**Trecho do documento**
Quanto à escrita não acadêmica, hoje já não tenho uma rotina tão definida, uma vez que os blogs (individuais e coletivos) nos quais costumava escrever estão todos abandonados na era das novas redes… eles eram importantes espaços de escrita mais livre, desde a elaboração do que me passava ao registro de boas leituras, reflexões sobre o mundo. Pelo simples fato de existirem, me mobilizavam a escrever com alguma frequência. Hoje, porém, acabo escrevendo apenas quando consigo respirar o suficiente para que alguma ideia venha à tona (ou quando o peso do mundo é tanto que é preciso escrever para deixar o ar entrar…). Mas sinto que essa escrita tem características muito distintas da escrita acadêmica para mim – ela funciona a modo de instantâneo, de crônica e, nesse sentido, resulta do esforço de cristalizar sensações ou sentimentos cotidianos. Além disso, ao contrário da escrita acadêmica, que deve ser precisa, objetiva, quando escrevo esses textos parece que mergulho (quase me afogo) em imagens, adjetivos, tudo para produzir uma fotografia bem colorida e detalhada de um momento – bom ou ruim, raso ou fundo, de dor ou prazer. Há alguns anos, assinei uma das edições dos Desmanuais de escrita (projeto bonito da Cris Lisbôa), e embora não tenha tido a disciplina para fazer todos os exercícios, foi uma experiência interessante e, de vez em quando, pego um deles quando sei que vou ter um tempinho livre, para ver se rabisco alguma coisa – mesmo que na maior parte das vezes ele nem saia da mochila e fique lá, que nem coceirinha, só pra eu não esquecer do bom que é tatear o mundo com palavras.
Você escreve um pouco todos os dias ou em períodos concentrados? Você tem uma meta de escrita diária?
A rigor, até escrevo quase todos os dias, pois, para o preparo de aulas ou na atividade de leitura de artigos/dissertações e teses/relatórios, há uma atividade de escrita que é muito mais anotação, mas que nos ajuda a amadurecer certos argumentos, consolidar ou se desembaraçar de leituras… Num sentido lato, então, a escrita é cotidiana na medida em que é uma das faces do trabalho do pensamento. À minha volta, tenho vários cadernos além do caderno de campo, por vezes um por tema que esteja investigando ou um por texto em elaboração – e é neles que vou anotando ideias, argumentos, citações que podem ser utilizadas ou, ao contrário, que não serão utilizadas, mas são formulações com o poder de síntese próximo ao da poesia e, por isso, contribuem muito para elucidar para nós mesmos certas coisas (em termos de achados ou de metodologia).

**Linhas de dados**
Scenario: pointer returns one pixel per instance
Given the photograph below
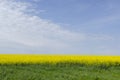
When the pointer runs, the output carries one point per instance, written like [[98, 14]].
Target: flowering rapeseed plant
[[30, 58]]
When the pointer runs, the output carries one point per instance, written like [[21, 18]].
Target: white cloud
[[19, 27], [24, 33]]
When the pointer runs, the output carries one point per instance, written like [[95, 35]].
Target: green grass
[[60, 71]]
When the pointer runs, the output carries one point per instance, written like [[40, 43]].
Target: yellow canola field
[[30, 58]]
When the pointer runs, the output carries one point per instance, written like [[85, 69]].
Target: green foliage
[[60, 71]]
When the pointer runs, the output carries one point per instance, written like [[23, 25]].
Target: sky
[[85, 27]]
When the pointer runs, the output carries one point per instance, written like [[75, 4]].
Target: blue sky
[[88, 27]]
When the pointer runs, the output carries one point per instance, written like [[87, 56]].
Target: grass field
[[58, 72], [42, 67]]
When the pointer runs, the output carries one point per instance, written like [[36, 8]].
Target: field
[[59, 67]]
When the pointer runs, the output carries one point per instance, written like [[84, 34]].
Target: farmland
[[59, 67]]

* * *

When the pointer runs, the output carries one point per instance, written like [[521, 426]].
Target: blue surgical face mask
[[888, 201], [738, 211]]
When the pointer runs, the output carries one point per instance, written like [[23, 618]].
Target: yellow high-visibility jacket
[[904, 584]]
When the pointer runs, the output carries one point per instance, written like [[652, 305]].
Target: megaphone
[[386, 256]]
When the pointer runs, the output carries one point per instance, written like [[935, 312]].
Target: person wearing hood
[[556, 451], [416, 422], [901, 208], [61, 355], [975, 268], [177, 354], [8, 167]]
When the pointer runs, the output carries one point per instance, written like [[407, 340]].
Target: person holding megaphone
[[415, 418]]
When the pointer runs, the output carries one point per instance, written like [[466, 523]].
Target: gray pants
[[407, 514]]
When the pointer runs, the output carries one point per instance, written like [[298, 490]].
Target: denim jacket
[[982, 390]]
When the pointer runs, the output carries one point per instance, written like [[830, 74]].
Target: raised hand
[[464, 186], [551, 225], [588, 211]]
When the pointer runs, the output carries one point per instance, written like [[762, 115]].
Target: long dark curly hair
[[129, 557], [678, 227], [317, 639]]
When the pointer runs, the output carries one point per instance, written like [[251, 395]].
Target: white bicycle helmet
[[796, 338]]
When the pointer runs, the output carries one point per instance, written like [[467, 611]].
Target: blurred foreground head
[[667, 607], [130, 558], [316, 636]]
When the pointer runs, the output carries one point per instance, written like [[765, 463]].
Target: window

**O que fazer**
(a) Devolva sem nenhuma alteração o trecho da listagem que vai da linha que contém "like [[467, 611]]." até a linha que contém "Target: window", com as duas incluídas.
(b) Dê prosseguimento ao trecho sobre hábitos de escrita a partir do ponto em que ele termina.
O trecho e a listagem não têm nenhuma relação entre si.

**Respostas abaixo**
(a)
When the pointer runs, the output carries one point per instance, written like [[467, 611]].
Target: blurred foreground head
[[667, 607], [130, 558], [316, 636]]
When the pointer runs, the output carries one point per instance, written like [[765, 463]].
Target: window

(b)
Apenas quando estou mesmo mergulhada na escrita é que defino metas claras – concluir um argumento ou seção, por exemplo. Mas então não se trata tanto de metas, e sim de uma espécie de urgência – como este “estado de escrita” (como chamou o meu colega Julio Groppa Aquino) atrapalha o sono, nos torna antissociais porque monotemáticos ou distraídos, é preciso logo dar a isso uma primeira forma, livrar-se da ideia para poder vê-la de fora e, assim, passar a uma fase da escrita menos intensa, ao menos subjetivamente – a da revisão e da reescrita. Atravessar essa fase, assim, é necessário para cortar o cordão umbilical que nos liga à ideia e, insistindo na imagem, conseguir ponderar seu significado enquanto algo que se produziu em nosso encontro com o mundo e que a ele retorna como algo novo, mas já finalmente independente de nós.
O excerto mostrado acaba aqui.